TASK BRIEF.
Print the forum thread about lifting heavy while cutting in full, word for word, with nothing added or left out.

SOURCE.

# All heavy workouts while cutting?



## AKIRA (Jan 25, 2009)

I know that when one cuts, if they want to keep muscle, they should lift heavy.  However, are all the exercises on any lifting day following the same principle?  

Your first workout will be the freshest, so if its a lift you want to keep numbers in, you go as heavy as possible, right?  Well how about the other workouts that follow it on that day?  How does that volume truly look in comparison to the first exercise?  Plus, for arguments sake, all exercises are compounds!

I am planning on cutting again and Ive looked into some programs such as P/RR/S as I have never used it for cutting.  However, the question remains...


----------



## Skib (Jan 25, 2009)

another Q while we're on the topic... should you ever try to progress your lifts while cutting? or are you just looking to maintain your lifts to preserve muscle mass?


----------



## Built (Jan 25, 2009)

I'm a big fan of heavy, low-volume training while cutting. I've brought up lifts during these periods on numerous occasions - although not recently. 

I'll add that there is certainly room in my heart for a bit of higher-rep or so-called "metabolic" work on a cut, if for no other reason than to give my joints and tendons a bit of a break - but yeah, a few days a week of the low-rep heavy stuff on a cut is prudent.

DATA SHOWN.
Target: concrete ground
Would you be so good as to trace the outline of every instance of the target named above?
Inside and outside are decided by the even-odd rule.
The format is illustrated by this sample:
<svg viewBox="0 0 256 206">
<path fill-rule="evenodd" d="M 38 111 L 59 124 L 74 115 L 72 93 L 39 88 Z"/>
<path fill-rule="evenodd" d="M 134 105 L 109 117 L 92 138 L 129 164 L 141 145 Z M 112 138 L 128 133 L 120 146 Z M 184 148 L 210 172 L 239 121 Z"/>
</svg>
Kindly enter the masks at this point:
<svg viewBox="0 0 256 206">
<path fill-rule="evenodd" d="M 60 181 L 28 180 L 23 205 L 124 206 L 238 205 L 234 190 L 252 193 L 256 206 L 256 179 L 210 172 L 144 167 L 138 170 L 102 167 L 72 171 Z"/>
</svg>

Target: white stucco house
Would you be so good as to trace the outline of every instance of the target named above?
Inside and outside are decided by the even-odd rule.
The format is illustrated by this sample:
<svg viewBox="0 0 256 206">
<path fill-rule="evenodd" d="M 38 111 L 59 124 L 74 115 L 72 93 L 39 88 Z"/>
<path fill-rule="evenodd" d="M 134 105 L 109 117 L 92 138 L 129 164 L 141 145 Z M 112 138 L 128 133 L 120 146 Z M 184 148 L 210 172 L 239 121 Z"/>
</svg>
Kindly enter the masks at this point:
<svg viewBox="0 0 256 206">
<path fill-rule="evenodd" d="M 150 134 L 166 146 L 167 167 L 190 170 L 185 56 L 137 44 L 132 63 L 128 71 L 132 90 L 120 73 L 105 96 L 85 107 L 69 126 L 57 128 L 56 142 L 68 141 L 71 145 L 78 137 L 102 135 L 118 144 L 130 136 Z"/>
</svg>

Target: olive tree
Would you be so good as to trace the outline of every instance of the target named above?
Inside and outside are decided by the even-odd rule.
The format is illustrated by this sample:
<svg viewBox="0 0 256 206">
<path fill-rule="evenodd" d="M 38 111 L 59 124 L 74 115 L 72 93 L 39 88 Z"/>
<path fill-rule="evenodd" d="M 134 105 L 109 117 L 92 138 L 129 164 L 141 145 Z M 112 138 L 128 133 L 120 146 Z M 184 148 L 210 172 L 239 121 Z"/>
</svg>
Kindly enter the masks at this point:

RESULT BELOW.
# All heavy workouts while cutting?



## AKIRA (Jan 25, 2009)

I know that when one cuts, if they want to keep muscle, they should lift heavy.  However, are all the exercises on any lifting day following the same principle?  

Your first workout will be the freshest, so if its a lift you want to keep numbers in, you go as heavy as possible, right?  Well how about the other workouts that follow it on that day?  How does that volume truly look in comparison to the first exercise?  Plus, for arguments sake, all exercises are compounds!

I am planning on cutting again and Ive looked into some programs such as P/RR/S as I have never used it for cutting.  However, the question remains...


----------



## Skib (Jan 25, 2009)

another Q while we're on the topic... should you ever try to progress your lifts while cutting? or are you just looking to maintain your lifts to preserve muscle mass?


----------



## Built (Jan 25, 2009)

I'm a big fan of heavy, low-volume training while cutting. I've brought up lifts during these periods on numerous occasions - although not recently. 

I'll add that there is certainly room in my heart for a bit of higher-rep or so-called "metabolic" work on a cut, if for no other reason than to give my joints and tendons a bit of a break - but yeah, a few days a week of the low-rep heavy stuff on a cut is prudent.